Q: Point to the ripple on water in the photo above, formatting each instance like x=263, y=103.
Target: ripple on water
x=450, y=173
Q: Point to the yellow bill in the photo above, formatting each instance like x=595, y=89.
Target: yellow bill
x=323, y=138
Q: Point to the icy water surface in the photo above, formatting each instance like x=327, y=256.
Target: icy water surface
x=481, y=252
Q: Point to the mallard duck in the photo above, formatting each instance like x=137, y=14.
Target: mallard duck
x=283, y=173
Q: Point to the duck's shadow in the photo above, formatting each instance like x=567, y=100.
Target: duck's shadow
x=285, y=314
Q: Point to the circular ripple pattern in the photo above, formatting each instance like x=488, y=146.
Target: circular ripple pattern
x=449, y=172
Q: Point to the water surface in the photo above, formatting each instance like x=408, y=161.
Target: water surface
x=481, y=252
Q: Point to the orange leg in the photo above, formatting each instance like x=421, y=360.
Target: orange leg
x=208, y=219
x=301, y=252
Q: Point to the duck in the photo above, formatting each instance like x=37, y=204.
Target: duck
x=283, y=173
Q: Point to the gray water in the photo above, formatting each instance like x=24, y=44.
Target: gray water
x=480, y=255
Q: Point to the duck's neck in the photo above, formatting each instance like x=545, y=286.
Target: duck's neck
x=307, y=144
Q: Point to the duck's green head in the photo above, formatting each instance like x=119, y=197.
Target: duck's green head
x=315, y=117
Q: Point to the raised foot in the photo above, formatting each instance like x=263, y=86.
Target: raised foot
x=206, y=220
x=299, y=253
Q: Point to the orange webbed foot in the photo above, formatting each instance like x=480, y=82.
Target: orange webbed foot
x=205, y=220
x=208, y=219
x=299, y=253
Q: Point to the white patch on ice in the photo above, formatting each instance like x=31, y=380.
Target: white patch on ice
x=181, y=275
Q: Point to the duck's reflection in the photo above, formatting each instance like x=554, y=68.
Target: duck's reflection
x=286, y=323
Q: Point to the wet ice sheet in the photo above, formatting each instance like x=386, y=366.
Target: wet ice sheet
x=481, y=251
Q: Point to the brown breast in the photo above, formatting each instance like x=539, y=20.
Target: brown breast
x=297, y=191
══════
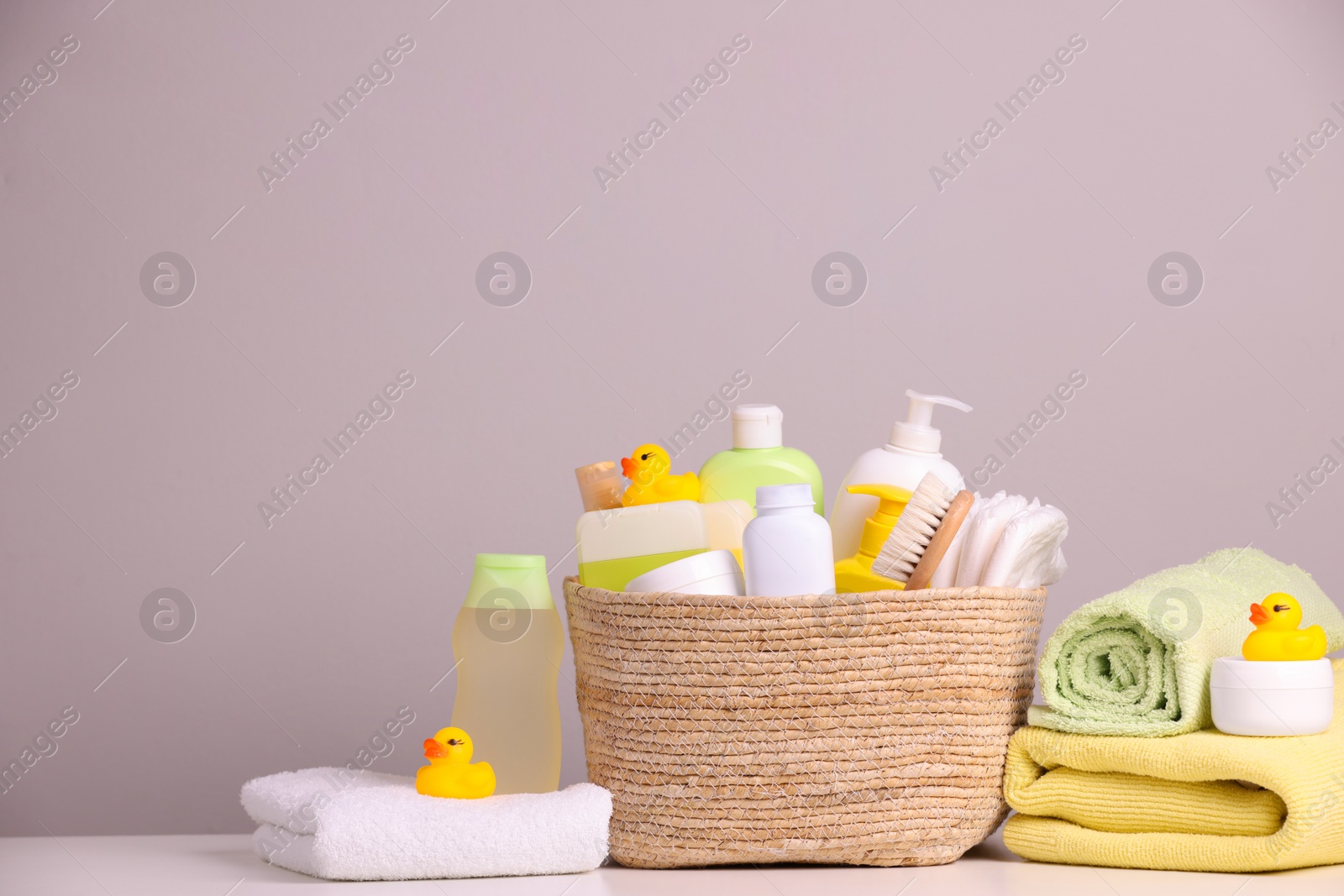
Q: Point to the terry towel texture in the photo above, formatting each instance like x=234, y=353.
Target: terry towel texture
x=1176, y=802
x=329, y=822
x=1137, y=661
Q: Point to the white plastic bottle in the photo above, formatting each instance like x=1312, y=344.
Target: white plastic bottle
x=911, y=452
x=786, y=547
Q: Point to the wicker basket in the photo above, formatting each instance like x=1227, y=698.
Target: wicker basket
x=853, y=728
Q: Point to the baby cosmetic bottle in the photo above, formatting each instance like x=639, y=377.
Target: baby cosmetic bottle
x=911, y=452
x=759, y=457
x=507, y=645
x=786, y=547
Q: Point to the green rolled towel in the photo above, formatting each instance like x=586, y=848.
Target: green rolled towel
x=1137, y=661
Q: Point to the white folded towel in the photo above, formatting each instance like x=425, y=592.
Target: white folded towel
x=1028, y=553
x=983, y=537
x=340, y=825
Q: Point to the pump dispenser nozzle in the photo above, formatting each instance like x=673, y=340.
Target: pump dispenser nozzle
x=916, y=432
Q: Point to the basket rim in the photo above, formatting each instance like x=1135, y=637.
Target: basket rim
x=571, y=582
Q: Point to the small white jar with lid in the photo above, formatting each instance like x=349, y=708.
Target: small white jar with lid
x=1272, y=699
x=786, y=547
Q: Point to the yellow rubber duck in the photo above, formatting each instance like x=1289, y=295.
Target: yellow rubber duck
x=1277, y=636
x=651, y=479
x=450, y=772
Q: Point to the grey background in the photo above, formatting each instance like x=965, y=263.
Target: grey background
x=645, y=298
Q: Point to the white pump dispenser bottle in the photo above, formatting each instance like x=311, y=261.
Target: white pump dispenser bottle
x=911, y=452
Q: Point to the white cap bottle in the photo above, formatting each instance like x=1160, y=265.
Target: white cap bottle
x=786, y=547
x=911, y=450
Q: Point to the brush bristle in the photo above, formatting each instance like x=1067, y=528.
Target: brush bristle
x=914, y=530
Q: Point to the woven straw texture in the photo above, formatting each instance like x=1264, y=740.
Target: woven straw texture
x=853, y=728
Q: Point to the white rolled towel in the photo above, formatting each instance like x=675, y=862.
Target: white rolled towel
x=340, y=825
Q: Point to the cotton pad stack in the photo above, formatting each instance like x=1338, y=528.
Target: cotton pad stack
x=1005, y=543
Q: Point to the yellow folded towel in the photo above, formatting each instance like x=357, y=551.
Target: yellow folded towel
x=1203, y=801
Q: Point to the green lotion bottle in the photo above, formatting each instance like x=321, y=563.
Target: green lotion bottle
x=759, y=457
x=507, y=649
══════
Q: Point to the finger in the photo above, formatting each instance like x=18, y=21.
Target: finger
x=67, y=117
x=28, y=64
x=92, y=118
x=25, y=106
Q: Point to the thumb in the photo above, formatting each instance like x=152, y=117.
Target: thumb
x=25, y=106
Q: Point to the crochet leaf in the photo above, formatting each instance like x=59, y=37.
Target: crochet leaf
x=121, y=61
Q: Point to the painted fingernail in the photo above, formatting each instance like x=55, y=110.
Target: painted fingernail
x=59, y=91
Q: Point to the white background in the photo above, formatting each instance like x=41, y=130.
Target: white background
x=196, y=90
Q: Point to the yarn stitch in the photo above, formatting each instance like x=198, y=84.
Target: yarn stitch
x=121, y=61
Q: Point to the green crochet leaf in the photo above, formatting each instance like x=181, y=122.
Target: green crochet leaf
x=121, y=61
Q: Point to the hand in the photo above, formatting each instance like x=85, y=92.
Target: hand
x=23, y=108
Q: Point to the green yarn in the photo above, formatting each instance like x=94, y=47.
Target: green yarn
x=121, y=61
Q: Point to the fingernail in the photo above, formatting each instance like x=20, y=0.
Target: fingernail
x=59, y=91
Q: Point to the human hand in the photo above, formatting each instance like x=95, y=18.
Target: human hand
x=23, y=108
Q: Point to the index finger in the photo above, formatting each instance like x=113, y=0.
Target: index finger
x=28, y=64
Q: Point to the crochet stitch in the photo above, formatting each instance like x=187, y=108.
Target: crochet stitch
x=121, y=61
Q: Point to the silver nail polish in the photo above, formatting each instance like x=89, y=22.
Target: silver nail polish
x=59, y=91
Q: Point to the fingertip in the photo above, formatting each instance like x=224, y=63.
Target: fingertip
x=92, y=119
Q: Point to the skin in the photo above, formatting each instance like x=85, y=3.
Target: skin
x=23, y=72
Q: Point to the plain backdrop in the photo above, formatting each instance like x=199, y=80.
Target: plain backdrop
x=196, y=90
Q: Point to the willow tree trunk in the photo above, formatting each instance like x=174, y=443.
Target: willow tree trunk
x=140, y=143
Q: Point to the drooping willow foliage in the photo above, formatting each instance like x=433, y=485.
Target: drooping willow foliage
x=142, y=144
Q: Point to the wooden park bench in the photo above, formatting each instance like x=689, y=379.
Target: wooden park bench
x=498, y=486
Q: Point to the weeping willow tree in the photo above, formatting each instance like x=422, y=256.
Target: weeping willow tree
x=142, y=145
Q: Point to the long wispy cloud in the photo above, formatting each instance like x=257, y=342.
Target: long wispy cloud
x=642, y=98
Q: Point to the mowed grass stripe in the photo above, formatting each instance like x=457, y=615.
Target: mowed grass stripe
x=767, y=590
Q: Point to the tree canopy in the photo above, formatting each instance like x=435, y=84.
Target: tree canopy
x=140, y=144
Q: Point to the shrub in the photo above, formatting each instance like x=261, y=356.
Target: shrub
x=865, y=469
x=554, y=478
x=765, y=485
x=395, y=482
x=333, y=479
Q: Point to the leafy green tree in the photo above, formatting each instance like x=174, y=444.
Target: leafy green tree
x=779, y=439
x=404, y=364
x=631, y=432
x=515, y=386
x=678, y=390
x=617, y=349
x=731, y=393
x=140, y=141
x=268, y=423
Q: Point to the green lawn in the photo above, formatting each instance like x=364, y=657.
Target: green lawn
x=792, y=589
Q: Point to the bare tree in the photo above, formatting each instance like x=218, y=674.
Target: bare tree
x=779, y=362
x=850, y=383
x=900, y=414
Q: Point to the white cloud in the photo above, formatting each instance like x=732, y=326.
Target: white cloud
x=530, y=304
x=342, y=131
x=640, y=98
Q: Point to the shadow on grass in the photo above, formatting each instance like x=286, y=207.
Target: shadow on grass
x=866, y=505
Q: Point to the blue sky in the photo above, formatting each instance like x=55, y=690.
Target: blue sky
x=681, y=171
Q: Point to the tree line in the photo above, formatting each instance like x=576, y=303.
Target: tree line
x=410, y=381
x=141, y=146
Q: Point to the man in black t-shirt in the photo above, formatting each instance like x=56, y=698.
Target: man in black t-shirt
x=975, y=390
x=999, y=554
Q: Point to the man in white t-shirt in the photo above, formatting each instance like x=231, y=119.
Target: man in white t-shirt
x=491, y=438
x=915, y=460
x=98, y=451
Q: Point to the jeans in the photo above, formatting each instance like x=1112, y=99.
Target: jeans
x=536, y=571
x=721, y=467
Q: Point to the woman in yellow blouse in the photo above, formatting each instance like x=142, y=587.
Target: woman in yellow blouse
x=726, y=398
══════
## EXERCISE OBJECTIVE
Reproduce verbatim the records beginning at the line that contains "Q: Point to the ripple" and ending with the line that contains "x=323, y=138", including both of those lines.

## WRITTEN SOLUTION
Q: Point to the ripple on water in the photo above, formatting each instance like x=263, y=103.
Target: ripple on water
x=450, y=173
Q: Point to the yellow bill in the photo above, formatting each instance like x=595, y=89.
Target: yellow bill
x=323, y=138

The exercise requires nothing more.